Jobs and Wozniak founded Apple back in the now-distant 1976. At the time, nobody really saw computers as things that everybody should possess, they were mostly reserved for professional and mostly military use. Steve Jobs was among the first entrepreneurs to see value in what could be a personal computer - small enough so people can have them in their houses.

For some though, he had quite the conflicting and dominant personality, mostly because of his vision for Apple and his pursuit of excellence. Controversies about how he was managing the company led him to be kicked out of the company he co-founded in 1985. The issue that led to this was the apparent failure to produce sales with the Macintosh computer, which was at the time underpowered and expensive, but with few applications.

After leaving Apple, Jobs started another company called NeXT Inc, which focused on computers for the education market. The computer the company produced was overshadowed by cheaper alternatives. However, in the early 1990s Jobs focused on the company's operating system NEXTSTEP (which would later help him get back into Apple).

Meanwhile, in 1986 Jobs also got interested in Pixar, a computer graphics company. He built it into a major animation studio, which later produced the first full-length feature film that was computer animated - Toy Story, in 1995. This movie made the public stock value of Pixar skyrocket and made Jobs a billionaire for the first time. Jobs sold Pixar to Disney in 2006.

However, as Jobs was finding new ventures, Apple was struggling. In 1996, the company was failing to produce an alternative to the Macintosh operating system and thus went ahead and bought NEXTSTEP for $400 million, bringing Jobs back into the Apple game. It wasn't too late after that (in 1997) that Apple's board of directors saw the potential in Apple's co-founder again and requested him to lead the company for a second time.

Jobs wasn't only great with computer design. He also had a hunch about how to do marketing and even came up with an award-winning ad campaign that urged people to "think different" and buy Macintoshes. He also simplified to company's product line.

Jobs also focused on innovation. In 1998, Jobs introduced the iMac - a one-piece computer that offered high-speed processing for a relatively cheap price and thus started a trend of high-fashion computers that not only work well but also look good. The iMac brought success and stable profits to the company that was once going downhill.

- - - - -

=== Work instruction 1 ===
Answer these from the Steve Jobs text:
(a) In what year was Jobs kicked out of Apple?
(b) Which market did NeXT Inc focus its computers on?
(c) How much did Apple pay for NEXTSTEP?
=== Work instruction 2 ===
Please list every company named in the Steve Jobs text.

- - - - -

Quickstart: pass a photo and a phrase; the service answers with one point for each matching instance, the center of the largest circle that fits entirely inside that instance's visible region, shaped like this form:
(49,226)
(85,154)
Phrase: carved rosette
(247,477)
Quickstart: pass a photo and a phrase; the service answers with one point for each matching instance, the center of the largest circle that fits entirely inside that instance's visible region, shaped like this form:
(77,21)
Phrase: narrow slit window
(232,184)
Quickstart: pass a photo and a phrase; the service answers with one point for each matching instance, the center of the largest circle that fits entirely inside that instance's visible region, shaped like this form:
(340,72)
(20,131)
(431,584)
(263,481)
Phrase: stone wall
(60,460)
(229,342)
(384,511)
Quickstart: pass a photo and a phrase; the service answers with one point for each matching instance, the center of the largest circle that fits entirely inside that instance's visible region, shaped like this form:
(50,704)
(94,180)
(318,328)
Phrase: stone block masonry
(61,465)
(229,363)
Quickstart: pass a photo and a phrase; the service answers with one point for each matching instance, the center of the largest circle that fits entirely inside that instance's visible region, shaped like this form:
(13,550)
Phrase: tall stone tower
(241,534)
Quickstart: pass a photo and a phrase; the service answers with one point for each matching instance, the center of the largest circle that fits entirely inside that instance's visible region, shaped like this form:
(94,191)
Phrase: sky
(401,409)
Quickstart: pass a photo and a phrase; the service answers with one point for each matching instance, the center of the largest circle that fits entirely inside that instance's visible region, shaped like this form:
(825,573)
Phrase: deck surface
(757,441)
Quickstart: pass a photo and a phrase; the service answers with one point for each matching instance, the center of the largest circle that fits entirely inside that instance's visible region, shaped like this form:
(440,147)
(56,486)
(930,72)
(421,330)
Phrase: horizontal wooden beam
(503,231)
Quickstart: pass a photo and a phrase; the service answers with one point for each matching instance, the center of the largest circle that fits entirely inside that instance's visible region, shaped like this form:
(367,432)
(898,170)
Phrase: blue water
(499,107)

- - - - -

=== Expected answer 1 ===
(a) 1985
(b) The education market
(c) $400 million

=== Expected answer 2 ===
Apple, NeXT Inc, Pixar, Disney